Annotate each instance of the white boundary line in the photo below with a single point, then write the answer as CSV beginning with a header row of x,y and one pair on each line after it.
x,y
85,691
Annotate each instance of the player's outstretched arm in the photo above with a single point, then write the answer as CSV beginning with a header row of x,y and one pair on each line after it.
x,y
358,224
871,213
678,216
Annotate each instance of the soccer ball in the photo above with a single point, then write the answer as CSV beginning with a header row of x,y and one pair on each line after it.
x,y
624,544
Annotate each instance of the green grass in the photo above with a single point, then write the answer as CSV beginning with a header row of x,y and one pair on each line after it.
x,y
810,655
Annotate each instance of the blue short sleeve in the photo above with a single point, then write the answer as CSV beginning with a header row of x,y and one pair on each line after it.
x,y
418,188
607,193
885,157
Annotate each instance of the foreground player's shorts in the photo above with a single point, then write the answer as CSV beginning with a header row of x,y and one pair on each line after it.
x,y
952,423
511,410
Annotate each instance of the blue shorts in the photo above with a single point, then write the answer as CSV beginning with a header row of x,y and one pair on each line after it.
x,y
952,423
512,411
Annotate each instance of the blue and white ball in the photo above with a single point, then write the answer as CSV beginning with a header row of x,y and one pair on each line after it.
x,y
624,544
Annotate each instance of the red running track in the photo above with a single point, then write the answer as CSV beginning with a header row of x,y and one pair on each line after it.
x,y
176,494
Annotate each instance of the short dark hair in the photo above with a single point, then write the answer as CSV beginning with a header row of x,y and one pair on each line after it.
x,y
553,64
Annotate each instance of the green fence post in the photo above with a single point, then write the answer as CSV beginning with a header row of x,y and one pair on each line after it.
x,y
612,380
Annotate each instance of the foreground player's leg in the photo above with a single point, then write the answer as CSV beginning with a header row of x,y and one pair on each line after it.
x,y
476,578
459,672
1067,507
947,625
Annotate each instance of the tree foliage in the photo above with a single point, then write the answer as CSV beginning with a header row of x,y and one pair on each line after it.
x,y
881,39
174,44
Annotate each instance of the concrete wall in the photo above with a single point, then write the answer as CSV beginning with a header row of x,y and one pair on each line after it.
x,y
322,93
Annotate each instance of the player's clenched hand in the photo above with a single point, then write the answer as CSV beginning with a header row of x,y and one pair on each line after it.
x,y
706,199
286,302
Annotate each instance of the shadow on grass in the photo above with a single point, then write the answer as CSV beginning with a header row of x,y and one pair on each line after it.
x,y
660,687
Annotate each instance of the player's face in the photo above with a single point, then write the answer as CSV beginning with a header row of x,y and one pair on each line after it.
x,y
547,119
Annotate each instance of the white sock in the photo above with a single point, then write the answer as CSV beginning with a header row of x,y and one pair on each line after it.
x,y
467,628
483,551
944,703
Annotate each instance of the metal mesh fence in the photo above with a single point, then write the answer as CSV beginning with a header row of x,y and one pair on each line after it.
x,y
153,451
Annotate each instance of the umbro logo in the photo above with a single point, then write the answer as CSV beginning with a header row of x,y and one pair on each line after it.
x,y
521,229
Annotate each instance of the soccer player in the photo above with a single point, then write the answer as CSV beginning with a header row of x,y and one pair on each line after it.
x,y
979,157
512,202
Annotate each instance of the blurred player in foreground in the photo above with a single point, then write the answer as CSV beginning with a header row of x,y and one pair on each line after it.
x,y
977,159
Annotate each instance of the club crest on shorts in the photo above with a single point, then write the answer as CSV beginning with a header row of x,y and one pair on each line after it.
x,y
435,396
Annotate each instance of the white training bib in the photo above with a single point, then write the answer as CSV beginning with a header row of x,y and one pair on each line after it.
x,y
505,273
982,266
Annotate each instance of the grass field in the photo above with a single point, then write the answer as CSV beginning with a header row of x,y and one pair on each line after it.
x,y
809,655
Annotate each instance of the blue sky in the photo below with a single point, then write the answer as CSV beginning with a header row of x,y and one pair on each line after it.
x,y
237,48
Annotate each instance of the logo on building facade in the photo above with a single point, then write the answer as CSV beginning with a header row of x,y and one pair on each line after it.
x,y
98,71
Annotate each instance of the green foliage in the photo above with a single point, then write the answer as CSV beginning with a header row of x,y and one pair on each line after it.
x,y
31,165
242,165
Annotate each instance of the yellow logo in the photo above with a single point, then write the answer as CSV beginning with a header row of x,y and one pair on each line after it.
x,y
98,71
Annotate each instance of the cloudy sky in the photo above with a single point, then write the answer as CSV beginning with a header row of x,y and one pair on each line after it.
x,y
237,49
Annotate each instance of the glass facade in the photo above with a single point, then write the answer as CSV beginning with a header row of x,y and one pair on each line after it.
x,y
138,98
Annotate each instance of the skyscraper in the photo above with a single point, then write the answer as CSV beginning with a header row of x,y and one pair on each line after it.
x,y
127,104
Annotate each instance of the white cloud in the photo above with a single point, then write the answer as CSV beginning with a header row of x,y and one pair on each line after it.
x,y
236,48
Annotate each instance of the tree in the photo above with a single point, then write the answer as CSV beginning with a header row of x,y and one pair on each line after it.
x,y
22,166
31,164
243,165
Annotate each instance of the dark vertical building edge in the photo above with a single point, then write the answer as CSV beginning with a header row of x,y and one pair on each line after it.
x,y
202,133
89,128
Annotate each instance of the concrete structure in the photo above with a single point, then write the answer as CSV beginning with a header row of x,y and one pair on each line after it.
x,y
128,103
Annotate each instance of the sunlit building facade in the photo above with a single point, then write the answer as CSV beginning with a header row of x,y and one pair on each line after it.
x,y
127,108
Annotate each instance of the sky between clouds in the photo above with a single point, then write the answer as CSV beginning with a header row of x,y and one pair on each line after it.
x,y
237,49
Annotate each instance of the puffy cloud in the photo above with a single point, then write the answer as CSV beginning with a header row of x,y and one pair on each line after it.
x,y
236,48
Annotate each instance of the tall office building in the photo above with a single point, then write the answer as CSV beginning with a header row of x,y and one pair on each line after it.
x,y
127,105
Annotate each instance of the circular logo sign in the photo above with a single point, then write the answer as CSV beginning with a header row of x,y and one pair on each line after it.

***

**PROBLEM STATEMENT**
Please restate the whole listing word for word.

**REPLY**
Annotate each instance of the white boundary line in the photo below with a single point, then write the answer as CSV beginning with a header row of x,y and one pair on each line after it.
x,y
85,691
Annotate each instance of the player's outstretched arm in the photo above with a single point, then write the answer as CSV beginning with a header row of x,y and one pair on each line after it.
x,y
358,224
871,213
678,216
Annotate each instance of the soccer ball in the photo above with a single point, then write the answer as CSV beginning with a header row of x,y and one pair on each line after it.
x,y
624,544
Annotate each instance of the green grass in the photo above with a single point, then write the answer as CSV beginning with a header row of x,y and one pair on each line after it.
x,y
810,655
Annotate each instance of the blue short sleeve in the photo above with a single point, then write the answer as CSV beginning with a header row of x,y and one pair on each line after it.
x,y
418,188
607,193
885,157
Annotate each instance of the foreground player's shorts in the photo above with a single point, then write the answer as CSV beginning with a header row of x,y and one pair on each line after it.
x,y
952,423
511,410
Annotate each instance of the blue shorts in the photo above with a single point, then write the answer as CSV beginning with a header row of x,y and one pair on each line after it.
x,y
952,423
512,411
Annotate each instance of the blue and white ball in the photo above with a single point, then write the answer as CSV beginning with a header row of x,y and one pair on each line after it.
x,y
624,544
Annotate each instance of the red running track in the photo above with a single point, then write the answer as CSV beginning with a header row of x,y and one pair on each line after it.
x,y
176,494
Annotate each instance of the short dark hair in the photo above with a single point, then write the answer as CSV beginning with a header row of x,y and one pair on each line after it.
x,y
553,64
Annotate each instance of the green fence post in the photo above with a single point, then write the answer as CSV beginning with a header row of x,y and one pair on each line after it.
x,y
612,380
Annotate each instance of the foreground player's leg in the photo above with a single point, then write the answer as CSV beginning with a header row of x,y and one pair on each line after it.
x,y
476,578
459,672
1067,507
947,625
Annotate each instance of the tree foliage in the photo above with a single point, then write the answer as CSV beginning with a header row of x,y and one pair on each line after it.
x,y
881,39
174,44
Annotate each instance of the concrete wall in the photo above with a single point, then write the answer as CSV beginning with a header row of x,y and one pair on each line after it.
x,y
322,93
Annotate each instance of the player's clenched hand in the photo above with a single point, then write the answer as CSV beginning with a header row of x,y and one pair on each line after it.
x,y
706,199
286,302
Annotate each instance of the shadow on grass in the photo above with a single point, then write the answer as CSV beginning with a header row of x,y and one pair on each line after it.
x,y
660,687
Annotate each instance of the player's face in the photo above with a single point, then write the answer as CSV beginning with a header row of x,y and one pair on each line after it.
x,y
547,119
Annotate each instance of the white sock in the photo above with a single point, then write the answer as CSV beginning with a header row of x,y and one pair on each line after it.
x,y
467,628
483,551
944,703
Annotate each instance of the metal mesh fence in the photo above with a single point, then write the answer as CSV beginning with a header row of x,y and one pair on each line after it.
x,y
153,451
Annotate each instance of the umbro logo in the photo above with a single point, then write the answer as CSV beginning with a header row of x,y and one pair on each line after it.
x,y
521,229
Annotate each instance of the soccer player in the photo above with a single point, then write the answer as CSV beginning with a header row of x,y and one pair on each line after it.
x,y
979,157
512,202
Annotate each instance of the blurred player in foreground in the photo above with a single point, then write the answer as CSV beginning with a header row of x,y and one pair on each line after it.
x,y
977,159
Annotate each instance of the club crest on shorts in the photo above with a single point, then write the answer as CSV beginning with a header row of x,y and one pair on each line after it.
x,y
435,396
Annotate each instance of the white training bib in the photo above with a single point, then write the answer as CSV beginning with a header row of x,y and one pair on each line after it.
x,y
505,273
982,266
Annotate each instance of the grass field in the photo above with a single point, then write the answer as CSV beginning with a header row of x,y and one pair on each line after it.
x,y
809,655
Annotate each instance of the blue sky in the photo below with a single point, then write the answer as CSV beginning with a header row of x,y and one pair on each line after it.
x,y
237,48
Annotate each instance of the logo on building facade in the photo above with a single point, then write the answer as CSV beginning with a header row of x,y and one pair on each line after it.
x,y
98,71
Annotate each instance of the green foliage in the photo above with a single point, then write the answer as CSV beginning with a header row of x,y and one pair on each line after it.
x,y
31,165
242,165
Annotate each instance of the yellow logo in the photo above with a single point, then write the answer as CSV beginning with a header row of x,y and one pair on each line after it.
x,y
98,71
Annotate each instance of the cloudy sky in the photo above with a single point, then write the answer as CSV beginning with a header row of x,y and one pair on each line after it.
x,y
237,49
Annotate each instance of the glass facade in the photo above with a single point, then write the answer as CSV beginning with a header row of x,y and one pair on each line after it.
x,y
138,98
Annotate each instance of the skyscraper in the photo above with a single point, then write the answer as CSV beginning with a header row of x,y and one pair on each line after it.
x,y
127,104
Annotate each instance of the white cloud in the photo above with a single point, then write the answer as CSV beginning with a header row of x,y and one pair on each line after it.
x,y
236,48
Annotate each instance of the tree in the photo above with a single point, then write the answer as CSV beginning with a header row of x,y and one pair on each line after it.
x,y
22,166
31,164
243,165
Annotate each instance of the dark vertical building edge in the photo above with a single point, then write the answer as CSV beginning with a header row of x,y and one pair on each line after it.
x,y
202,133
89,128
Annotate each instance of the concrete structure in the photo above with a single point, then write the answer as CSV beginning with a header row of x,y and one pair on each line after it.
x,y
128,103
Annotate each instance of the sunlit building facade in the photo above with a single point, then write the answer as CSV beginning with a header row of x,y and one pair on each line after it.
x,y
127,108
Annotate each instance of the sky between clouds in the photo above with a single point, then write the answer as CSV beginning with a header row of x,y and one pair on each line after it.
x,y
237,49
Annotate each instance of the puffy cloud in the photo above with a single point, then write the answer as CSV beginning with a header row of x,y and one pair on each line after it.
x,y
236,48
Annotate each instance of the tall office building in the photo above with a single point, then write the answer as CSV beginning with a header row of x,y and one pair on each line after it.
x,y
127,105
Annotate each instance of the circular logo sign in the photo above with a single point, then write the answer as CSV beginning with a header row of x,y and one pair on each line after it.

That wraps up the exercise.